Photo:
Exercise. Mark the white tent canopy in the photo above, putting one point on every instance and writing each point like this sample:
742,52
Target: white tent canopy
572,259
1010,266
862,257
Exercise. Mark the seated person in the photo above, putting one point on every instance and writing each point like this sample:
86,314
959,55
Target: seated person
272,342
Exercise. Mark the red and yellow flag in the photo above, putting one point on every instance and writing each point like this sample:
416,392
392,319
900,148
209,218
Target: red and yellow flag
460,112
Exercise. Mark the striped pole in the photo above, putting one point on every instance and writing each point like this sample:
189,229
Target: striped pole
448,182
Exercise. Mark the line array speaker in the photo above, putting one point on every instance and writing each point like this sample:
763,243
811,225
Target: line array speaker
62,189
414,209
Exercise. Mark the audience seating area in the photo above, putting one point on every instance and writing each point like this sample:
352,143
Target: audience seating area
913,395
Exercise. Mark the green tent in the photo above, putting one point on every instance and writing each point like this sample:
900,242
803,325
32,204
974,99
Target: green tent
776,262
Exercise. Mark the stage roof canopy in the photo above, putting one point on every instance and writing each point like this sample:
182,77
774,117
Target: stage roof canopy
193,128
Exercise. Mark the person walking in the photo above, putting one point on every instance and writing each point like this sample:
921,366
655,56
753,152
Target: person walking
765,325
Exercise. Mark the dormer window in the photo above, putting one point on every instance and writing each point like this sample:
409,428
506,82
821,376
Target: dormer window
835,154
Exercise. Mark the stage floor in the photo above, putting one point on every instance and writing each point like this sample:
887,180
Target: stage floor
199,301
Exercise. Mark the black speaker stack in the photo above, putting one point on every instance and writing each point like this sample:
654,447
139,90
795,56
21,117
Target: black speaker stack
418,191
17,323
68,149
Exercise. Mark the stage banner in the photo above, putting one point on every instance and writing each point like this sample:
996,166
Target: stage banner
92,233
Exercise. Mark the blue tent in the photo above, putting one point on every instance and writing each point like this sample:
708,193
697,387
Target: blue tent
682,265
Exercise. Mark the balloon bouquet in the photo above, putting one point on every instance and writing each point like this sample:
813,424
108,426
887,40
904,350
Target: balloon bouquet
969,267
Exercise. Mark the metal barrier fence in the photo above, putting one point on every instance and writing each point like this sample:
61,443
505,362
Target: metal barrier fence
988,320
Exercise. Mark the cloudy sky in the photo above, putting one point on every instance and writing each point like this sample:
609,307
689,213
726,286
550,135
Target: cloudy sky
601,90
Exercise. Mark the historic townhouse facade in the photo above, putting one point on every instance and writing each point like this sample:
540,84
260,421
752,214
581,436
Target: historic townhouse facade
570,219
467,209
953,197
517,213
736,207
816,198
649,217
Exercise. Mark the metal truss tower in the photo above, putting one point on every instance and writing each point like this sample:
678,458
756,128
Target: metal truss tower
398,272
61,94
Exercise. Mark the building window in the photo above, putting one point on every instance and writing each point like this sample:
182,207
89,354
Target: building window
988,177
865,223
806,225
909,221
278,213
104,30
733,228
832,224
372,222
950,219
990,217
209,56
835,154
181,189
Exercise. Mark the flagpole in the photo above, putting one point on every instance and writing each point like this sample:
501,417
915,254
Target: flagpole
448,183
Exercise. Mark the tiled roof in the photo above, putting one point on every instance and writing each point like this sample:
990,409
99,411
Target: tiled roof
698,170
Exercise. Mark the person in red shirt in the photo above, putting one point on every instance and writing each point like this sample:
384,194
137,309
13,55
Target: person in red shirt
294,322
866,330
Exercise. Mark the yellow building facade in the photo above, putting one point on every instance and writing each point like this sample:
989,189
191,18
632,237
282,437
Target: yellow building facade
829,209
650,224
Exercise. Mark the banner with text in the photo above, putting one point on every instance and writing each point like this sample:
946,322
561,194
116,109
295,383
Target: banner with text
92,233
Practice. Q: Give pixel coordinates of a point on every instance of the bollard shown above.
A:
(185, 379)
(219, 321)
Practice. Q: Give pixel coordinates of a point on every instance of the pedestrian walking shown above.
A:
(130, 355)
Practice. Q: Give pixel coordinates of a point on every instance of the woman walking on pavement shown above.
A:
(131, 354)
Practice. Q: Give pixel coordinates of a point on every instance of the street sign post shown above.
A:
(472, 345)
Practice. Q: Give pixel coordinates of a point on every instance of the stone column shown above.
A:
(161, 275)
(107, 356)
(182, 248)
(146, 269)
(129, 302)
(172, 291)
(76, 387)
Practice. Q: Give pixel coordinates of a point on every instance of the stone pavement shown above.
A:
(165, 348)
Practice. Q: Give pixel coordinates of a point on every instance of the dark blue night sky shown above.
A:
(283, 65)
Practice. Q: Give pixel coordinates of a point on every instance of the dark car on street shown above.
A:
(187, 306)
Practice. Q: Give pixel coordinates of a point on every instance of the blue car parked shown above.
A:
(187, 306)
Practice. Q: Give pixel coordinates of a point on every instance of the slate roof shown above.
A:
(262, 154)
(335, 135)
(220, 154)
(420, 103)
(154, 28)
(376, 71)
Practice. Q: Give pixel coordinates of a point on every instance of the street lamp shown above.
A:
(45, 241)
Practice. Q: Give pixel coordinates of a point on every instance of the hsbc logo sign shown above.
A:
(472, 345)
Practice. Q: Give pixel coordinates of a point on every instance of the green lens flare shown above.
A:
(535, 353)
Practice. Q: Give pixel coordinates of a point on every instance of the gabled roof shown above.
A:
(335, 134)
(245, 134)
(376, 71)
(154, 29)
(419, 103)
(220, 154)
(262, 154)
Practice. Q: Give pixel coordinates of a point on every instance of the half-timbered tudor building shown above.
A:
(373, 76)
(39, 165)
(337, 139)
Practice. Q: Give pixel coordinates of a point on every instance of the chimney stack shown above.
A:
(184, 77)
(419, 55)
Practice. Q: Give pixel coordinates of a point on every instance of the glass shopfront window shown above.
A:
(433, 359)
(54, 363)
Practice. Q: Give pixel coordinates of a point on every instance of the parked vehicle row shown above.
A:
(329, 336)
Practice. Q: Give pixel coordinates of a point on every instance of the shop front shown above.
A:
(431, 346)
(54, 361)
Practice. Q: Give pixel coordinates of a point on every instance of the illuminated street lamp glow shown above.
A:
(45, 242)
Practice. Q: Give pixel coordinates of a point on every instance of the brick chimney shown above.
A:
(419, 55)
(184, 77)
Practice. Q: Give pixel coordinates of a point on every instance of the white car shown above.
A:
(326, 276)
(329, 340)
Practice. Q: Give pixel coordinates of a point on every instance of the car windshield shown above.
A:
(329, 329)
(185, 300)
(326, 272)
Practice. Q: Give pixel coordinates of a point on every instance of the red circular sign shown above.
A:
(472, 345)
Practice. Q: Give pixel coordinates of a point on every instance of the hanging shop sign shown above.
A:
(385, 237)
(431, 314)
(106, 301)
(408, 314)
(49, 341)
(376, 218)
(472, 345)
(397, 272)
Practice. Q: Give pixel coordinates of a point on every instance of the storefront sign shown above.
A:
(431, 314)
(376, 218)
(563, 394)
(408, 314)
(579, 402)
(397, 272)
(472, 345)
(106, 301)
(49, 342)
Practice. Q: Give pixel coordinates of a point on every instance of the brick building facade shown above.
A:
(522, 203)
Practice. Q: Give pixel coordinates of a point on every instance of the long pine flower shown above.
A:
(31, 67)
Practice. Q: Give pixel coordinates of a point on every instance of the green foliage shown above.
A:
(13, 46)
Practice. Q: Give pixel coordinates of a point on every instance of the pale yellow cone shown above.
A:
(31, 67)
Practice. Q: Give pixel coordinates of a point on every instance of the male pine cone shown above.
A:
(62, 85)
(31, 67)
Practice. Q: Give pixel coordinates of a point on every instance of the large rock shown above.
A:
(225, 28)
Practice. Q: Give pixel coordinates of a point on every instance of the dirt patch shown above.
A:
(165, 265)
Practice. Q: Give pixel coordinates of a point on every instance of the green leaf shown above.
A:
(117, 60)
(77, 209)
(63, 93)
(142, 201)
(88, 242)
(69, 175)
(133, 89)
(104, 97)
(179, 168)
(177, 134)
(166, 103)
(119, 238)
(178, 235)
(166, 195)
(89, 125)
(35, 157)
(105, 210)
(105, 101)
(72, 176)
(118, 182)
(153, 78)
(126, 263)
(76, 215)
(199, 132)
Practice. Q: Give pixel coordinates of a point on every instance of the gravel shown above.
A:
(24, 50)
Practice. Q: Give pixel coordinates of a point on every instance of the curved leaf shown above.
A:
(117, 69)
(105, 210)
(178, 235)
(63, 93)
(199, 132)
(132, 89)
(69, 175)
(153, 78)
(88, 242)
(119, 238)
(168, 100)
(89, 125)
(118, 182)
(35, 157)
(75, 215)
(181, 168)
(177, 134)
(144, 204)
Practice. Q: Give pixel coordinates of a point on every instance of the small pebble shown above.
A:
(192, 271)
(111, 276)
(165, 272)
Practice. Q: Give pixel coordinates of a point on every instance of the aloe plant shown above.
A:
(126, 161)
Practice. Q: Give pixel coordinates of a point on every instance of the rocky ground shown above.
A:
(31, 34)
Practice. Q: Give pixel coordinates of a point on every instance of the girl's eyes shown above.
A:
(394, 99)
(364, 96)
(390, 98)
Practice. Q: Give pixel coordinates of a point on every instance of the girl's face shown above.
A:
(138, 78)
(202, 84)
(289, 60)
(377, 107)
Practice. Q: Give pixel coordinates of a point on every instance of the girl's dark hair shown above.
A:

· · ·

= Exercise =
Pull out every line of the records above that contains the word "girl".

= Expected answer =
Practice. Q: Give pixel coordinates of a point on every instance of the girl's eyes shown above.
Practice. Q: Give pixel coordinates of a point on every instance of the girl's face shown above.
Practice. Q: Give pixel coordinates of a point on every instance of the girl's dark hair shown above.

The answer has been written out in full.